→ **THE RECORDS**:
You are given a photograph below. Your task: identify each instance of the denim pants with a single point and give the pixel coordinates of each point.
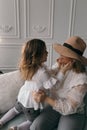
(50, 119)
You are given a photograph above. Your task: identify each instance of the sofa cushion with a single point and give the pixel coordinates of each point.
(10, 84)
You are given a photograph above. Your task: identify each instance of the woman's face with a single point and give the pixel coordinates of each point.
(64, 60)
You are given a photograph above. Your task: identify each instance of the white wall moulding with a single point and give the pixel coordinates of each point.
(38, 18)
(9, 19)
(11, 56)
(79, 18)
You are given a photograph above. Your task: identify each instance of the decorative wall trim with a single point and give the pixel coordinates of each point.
(72, 20)
(38, 30)
(6, 30)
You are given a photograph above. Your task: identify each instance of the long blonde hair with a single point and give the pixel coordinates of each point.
(31, 58)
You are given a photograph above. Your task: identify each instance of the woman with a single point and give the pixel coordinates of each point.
(66, 110)
(36, 76)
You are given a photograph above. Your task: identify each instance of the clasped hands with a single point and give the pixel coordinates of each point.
(39, 96)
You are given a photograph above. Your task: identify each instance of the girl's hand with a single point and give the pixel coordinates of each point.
(65, 67)
(39, 96)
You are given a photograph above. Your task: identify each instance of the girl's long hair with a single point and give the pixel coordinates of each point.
(31, 58)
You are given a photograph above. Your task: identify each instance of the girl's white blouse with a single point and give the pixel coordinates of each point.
(41, 80)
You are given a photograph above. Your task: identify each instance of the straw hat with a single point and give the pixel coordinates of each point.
(73, 47)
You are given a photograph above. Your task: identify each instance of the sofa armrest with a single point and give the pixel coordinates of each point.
(10, 84)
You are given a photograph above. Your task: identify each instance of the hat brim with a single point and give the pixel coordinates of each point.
(62, 50)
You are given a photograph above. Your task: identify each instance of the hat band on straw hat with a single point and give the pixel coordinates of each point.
(73, 49)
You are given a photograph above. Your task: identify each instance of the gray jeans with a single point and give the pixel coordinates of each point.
(30, 113)
(50, 119)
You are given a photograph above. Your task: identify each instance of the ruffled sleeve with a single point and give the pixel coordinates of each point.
(48, 80)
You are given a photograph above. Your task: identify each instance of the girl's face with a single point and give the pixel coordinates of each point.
(64, 60)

→ **EXERCISE DESCRIPTION**: Please make an exact copy of the lines from the one holding "of the ruffled" through the final line of the records above, nothing more.

→ **WRITTEN RESPONSE**:
You are given a photograph above. Your task: identify each instance of the ruffled sleeve with a single point and give the pixel coordinates of each point.
(48, 80)
You are given a photograph above. Your task: identify each instance of the girl's face with a single point and give the pixel coordinates of each point.
(64, 60)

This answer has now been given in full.